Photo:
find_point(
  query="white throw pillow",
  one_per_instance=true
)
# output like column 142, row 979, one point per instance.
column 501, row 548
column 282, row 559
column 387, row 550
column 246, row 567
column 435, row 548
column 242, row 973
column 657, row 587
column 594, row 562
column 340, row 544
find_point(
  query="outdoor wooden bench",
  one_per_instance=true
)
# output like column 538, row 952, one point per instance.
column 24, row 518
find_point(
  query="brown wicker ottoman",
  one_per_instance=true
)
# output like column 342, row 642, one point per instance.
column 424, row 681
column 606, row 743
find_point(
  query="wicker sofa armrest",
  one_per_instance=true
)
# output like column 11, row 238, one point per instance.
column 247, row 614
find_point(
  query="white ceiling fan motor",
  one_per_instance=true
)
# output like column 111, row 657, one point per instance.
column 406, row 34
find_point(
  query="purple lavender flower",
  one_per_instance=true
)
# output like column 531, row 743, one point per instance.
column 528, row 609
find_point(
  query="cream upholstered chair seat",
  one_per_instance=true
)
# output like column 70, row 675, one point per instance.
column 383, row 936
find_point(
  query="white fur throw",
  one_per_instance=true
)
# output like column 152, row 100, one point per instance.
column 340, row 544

###

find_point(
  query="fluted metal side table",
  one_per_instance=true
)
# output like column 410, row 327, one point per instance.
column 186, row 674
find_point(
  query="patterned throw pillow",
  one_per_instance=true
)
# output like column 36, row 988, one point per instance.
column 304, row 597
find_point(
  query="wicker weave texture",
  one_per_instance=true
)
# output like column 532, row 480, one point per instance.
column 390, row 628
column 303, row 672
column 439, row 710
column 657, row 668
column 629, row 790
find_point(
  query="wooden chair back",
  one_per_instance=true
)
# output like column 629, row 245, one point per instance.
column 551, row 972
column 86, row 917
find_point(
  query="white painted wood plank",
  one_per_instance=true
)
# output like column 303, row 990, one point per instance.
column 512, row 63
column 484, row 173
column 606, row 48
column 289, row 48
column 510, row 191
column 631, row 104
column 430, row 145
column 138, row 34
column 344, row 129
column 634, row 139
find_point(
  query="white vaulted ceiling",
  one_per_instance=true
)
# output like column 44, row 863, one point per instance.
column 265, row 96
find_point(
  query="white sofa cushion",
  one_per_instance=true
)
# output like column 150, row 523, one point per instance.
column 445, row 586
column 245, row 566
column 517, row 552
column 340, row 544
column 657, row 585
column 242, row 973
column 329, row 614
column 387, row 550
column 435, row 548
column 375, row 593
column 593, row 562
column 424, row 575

###

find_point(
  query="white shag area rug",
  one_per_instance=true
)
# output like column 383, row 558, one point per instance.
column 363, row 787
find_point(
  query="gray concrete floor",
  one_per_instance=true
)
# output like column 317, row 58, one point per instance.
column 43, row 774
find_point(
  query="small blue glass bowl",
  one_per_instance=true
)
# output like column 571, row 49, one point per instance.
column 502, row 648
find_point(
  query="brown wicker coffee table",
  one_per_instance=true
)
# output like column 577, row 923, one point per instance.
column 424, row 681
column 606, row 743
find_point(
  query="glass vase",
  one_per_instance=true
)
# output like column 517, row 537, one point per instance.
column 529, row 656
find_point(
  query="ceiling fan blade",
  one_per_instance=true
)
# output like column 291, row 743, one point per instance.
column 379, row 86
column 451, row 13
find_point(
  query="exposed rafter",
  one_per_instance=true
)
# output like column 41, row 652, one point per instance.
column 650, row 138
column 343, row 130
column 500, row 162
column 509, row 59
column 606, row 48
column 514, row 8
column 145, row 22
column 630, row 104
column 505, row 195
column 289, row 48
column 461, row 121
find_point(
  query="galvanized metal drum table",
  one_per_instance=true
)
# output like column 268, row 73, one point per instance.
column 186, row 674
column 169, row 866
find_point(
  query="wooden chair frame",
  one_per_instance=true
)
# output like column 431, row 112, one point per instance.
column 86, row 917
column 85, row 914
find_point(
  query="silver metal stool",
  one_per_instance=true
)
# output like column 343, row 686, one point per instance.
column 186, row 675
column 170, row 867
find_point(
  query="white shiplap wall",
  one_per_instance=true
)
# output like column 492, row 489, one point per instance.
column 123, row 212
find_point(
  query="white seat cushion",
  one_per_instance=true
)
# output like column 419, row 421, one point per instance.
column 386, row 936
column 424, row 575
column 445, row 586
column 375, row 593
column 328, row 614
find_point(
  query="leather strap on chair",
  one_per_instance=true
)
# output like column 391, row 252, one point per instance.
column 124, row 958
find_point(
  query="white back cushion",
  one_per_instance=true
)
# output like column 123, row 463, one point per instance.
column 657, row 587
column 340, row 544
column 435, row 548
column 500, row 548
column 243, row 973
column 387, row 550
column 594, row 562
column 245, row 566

###

- **What is asked**
Count the lines in the items above that contain the string "seat", and give only that number.

- **Exercise result**
2